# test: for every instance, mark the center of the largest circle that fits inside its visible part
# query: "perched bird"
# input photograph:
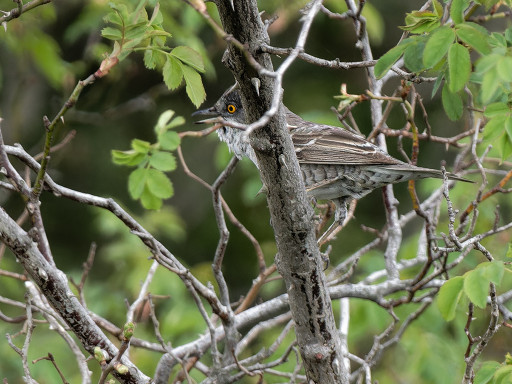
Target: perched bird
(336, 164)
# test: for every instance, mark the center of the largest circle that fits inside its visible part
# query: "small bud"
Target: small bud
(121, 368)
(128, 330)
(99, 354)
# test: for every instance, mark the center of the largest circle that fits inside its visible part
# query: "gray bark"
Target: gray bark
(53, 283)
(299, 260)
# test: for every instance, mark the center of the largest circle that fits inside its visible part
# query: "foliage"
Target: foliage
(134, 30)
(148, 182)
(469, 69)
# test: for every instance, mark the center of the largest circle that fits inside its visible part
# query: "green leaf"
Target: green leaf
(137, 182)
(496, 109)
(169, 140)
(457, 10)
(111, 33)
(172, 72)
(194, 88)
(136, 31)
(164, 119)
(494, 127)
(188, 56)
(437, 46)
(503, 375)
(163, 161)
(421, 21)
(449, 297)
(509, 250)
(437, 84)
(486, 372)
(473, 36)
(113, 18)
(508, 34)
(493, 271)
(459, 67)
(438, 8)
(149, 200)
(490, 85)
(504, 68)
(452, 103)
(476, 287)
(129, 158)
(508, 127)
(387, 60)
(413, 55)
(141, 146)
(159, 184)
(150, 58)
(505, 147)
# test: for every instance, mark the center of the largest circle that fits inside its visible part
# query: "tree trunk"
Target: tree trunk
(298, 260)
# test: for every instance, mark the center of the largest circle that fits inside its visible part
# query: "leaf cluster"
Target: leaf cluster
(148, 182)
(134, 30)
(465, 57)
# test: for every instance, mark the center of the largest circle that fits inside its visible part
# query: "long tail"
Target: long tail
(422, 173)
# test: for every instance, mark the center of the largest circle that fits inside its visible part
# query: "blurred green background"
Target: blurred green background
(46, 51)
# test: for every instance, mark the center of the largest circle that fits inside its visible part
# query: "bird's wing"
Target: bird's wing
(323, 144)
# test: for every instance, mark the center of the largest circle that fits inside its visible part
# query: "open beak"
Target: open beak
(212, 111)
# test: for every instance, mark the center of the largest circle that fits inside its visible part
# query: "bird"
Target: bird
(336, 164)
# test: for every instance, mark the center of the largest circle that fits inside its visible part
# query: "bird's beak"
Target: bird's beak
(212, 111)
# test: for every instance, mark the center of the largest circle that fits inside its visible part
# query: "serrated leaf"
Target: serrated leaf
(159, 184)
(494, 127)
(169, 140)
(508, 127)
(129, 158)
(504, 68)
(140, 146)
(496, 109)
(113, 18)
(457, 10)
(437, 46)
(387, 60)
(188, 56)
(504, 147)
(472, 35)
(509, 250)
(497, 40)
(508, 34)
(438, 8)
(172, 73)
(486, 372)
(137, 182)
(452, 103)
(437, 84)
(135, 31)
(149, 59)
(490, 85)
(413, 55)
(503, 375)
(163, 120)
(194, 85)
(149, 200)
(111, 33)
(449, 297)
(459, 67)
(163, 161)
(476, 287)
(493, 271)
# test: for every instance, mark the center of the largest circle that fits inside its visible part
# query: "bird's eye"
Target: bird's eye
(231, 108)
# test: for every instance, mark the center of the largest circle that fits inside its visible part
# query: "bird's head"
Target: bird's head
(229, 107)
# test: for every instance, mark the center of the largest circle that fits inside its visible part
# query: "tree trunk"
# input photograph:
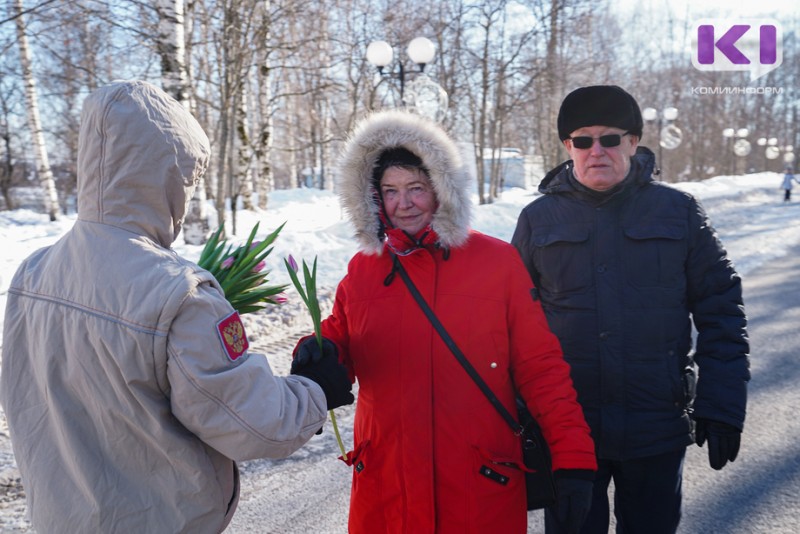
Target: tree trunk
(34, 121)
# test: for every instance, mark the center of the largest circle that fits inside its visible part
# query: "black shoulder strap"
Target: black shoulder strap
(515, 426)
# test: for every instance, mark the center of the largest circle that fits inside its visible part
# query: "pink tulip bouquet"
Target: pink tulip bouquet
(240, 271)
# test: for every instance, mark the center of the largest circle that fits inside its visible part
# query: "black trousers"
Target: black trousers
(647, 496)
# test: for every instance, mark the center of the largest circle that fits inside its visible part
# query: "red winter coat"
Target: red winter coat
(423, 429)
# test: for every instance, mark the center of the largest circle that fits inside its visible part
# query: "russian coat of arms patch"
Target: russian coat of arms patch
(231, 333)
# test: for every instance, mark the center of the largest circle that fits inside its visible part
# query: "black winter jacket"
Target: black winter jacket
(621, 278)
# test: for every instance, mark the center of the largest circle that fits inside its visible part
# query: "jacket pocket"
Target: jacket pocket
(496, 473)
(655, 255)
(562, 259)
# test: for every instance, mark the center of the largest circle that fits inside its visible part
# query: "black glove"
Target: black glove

⁂

→ **AIM**:
Filter the data above down to the lines containing the string "jacket", copying each one. Matching is case-sensitive.

→ **WORKED ANSWER**:
# query: "black winter jacket"
Target: black winter jacket
# query: "jacket pocket"
Target: jacket pocket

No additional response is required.